■ EXERCISE DETAILS: Each line of the records needs to be written out exactly, with any image left out.

Items from a data source:
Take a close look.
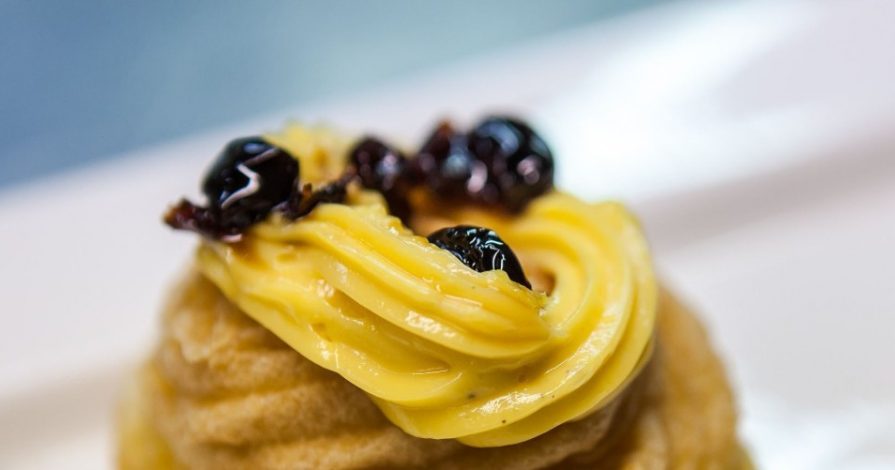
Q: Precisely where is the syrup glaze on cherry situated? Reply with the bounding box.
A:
[468,117,554,212]
[411,117,554,210]
[164,136,347,241]
[427,225,531,288]
[202,137,298,230]
[347,137,412,220]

■ YOUR SOLUTION:
Take a close look.
Q: Precisely where is the syrup glaze on cherry situated? Reply with the bounding box.
A:
[468,117,554,212]
[411,117,554,210]
[164,136,347,241]
[427,225,531,288]
[202,137,298,230]
[347,137,412,220]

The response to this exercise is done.